Section 4.       Notice of a meeting need not be given to any director who submits a signed waiver of notice whether before or after the meeting, or who attends the meeting without protesting, prior thereto or at its commencement, the lack of notice. Neither the business to be transacted at, nor the purpose of, any regular or special meeting of the board of directors need be specified in the notice or waiver of notice of such meeting.

 

Section 5.       A majority of the directors shall constitute a quorum for the transaction of business unless a greater or lesser number is required by law or by the Certificate of Incorporation. The vote of a majority of the directors present at any meeting at which a quorum is present shall be the act of the board of directors, unless the vote of a greater number is required by law or by the Certificate of Incorporation. If a quorum shall not be present at any meeting of directors, the directors present may adjourn the meeting from time to time, without notice other than announcement at the meeting, until a quorum shall be present.

 

Section 6.       Unless the Certificate of Incorporation provides otherwise, any action required or permitted to be taken at a meeting of the directors or a committee thereof may be taken without a meeting if a consent in writing to the adoption of a resolution authorizing the action so taken, shall be signed by all of the directors entitled to vote with respect to the subject matter thereof.

 

Section 7.       Unless otherwise restricted by the Certificate of Incorporation or these bylaws, any one or more members of the board of directors or any committee thereof may participate in a meeting of such board of directors or committee by means of a conference, telephone conference, or similar communications equipment allowing all persons participating in the meeting to hear each other at the same time. Participation by such means shall constitute presence in person at a meeting.

 

   

 

 

ARTICLE VII

EXECUTIVE COMMITTEE

 

Section 1.       The board of directors, by resolution adopted by a majority of the entire board, may designate, from among its members, an executive committee and other committees, each consisting of one (1) or more directors, and each of which, to the extent provided in the resolution, shall have all the authority of the board, except as otherwise required by law. Vacancies in the membership of the committee shall be filled by the board of directors at a regular or special meeting of the board of directors. The executive committee shall keep regular minutes of its proceedings and shall report the same to the board of directors when required.

 

ARTICLE VIII

NOTICES

 

Section 1.       Whenever, under the provisions of the statutes or of the Certificate of Incorporation or of these bylaws, notice is required to be given to any director or stockholder, it shall not be construed to mean personal notice, but such notice may be given in writing, by mail, addressed to such director or stockholder, at his address as it appears on the records of the Corporation, with postage thereon prepaid, and such notice shall be deposited in the United States mail. Notice to directors or shareholders may also be given by courier, electronic mail, confirmed facsimile or other electronic means.

  

Section 2.       Whenever any notice of a meeting is required to be given under the provisions of the statutes or under the provisions of the Certificate of Incorporation or these bylaws, a waiver thereof in writing signed by the person or persons entitled to such notice, whether before or after the time stated therein, shall be deemed equivalent to the giving of such notice.

> ROWS:
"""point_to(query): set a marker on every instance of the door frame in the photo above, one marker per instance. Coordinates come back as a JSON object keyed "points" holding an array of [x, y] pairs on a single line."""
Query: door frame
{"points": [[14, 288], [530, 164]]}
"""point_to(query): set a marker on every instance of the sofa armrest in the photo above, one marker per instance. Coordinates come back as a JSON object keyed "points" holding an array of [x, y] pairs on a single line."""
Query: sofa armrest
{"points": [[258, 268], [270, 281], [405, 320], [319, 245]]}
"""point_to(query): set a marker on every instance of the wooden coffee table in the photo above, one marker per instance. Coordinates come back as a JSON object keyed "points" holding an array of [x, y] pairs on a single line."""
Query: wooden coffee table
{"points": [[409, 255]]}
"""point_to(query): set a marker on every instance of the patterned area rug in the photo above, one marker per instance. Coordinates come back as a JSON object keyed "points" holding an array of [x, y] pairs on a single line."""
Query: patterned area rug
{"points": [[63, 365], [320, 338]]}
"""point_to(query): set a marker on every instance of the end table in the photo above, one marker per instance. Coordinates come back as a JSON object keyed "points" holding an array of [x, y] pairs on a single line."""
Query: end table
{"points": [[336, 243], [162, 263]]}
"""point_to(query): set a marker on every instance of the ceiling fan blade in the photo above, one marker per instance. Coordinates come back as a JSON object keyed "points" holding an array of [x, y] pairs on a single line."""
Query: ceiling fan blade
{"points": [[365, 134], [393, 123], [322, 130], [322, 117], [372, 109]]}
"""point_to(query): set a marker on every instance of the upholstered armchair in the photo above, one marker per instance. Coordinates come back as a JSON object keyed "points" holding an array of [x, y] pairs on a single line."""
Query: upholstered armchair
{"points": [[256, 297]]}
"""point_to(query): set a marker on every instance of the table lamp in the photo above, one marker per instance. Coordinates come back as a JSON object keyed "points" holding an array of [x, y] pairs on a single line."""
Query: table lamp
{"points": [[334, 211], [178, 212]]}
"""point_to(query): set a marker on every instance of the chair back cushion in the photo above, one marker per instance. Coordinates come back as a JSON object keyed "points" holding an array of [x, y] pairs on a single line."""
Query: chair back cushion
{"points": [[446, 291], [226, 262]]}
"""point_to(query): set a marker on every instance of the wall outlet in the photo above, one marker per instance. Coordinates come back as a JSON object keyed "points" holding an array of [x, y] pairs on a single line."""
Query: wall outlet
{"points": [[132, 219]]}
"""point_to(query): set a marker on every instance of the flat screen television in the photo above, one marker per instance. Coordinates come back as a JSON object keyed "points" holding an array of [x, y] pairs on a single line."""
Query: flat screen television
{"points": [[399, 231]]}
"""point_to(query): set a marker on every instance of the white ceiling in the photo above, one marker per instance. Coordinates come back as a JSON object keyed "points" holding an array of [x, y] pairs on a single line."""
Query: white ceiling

> GIVEN TASK A: Write out the part of the bylaws from "ARTICLE VIII" up to and including "other electronic means.".
> GIVEN TASK B: Turn the paragraph of the bylaws that starts "Section 5. A majority of the directors" into a short list that keeps its main facts.
These lines come from a different source than the bylaws.

> FINAL RESULT A:
ARTICLE VIII

NOTICES

 

Section 1.       Whenever, under the provisions of the statutes or of the Certificate of Incorporation or of these bylaws, notice is required to be given to any director or stockholder, it shall not be construed to mean personal notice, but such notice may be given in writing, by mail, addressed to such director or stockholder, at his address as it appears on the records of the Corporation, with postage thereon prepaid, and such notice shall be deposited in the United States mail. Notice to directors or shareholders may also be given by courier, electronic mail, confirmed facsimile or other electronic means.

> FINAL RESULT B:
- A majority of the directors makes a quorum, unless law or the Certificate of Incorporation requires a greater or lesser number.
- When a quorum is present, a majority vote of the directors at the meeting is the act of the board, unless law or the Certificate of Incorporation requires a greater number.
- If there is no quorum, the directors present may adjourn the meeting from time to time until a quorum is present. The only notice needed is an announcement at the meeting.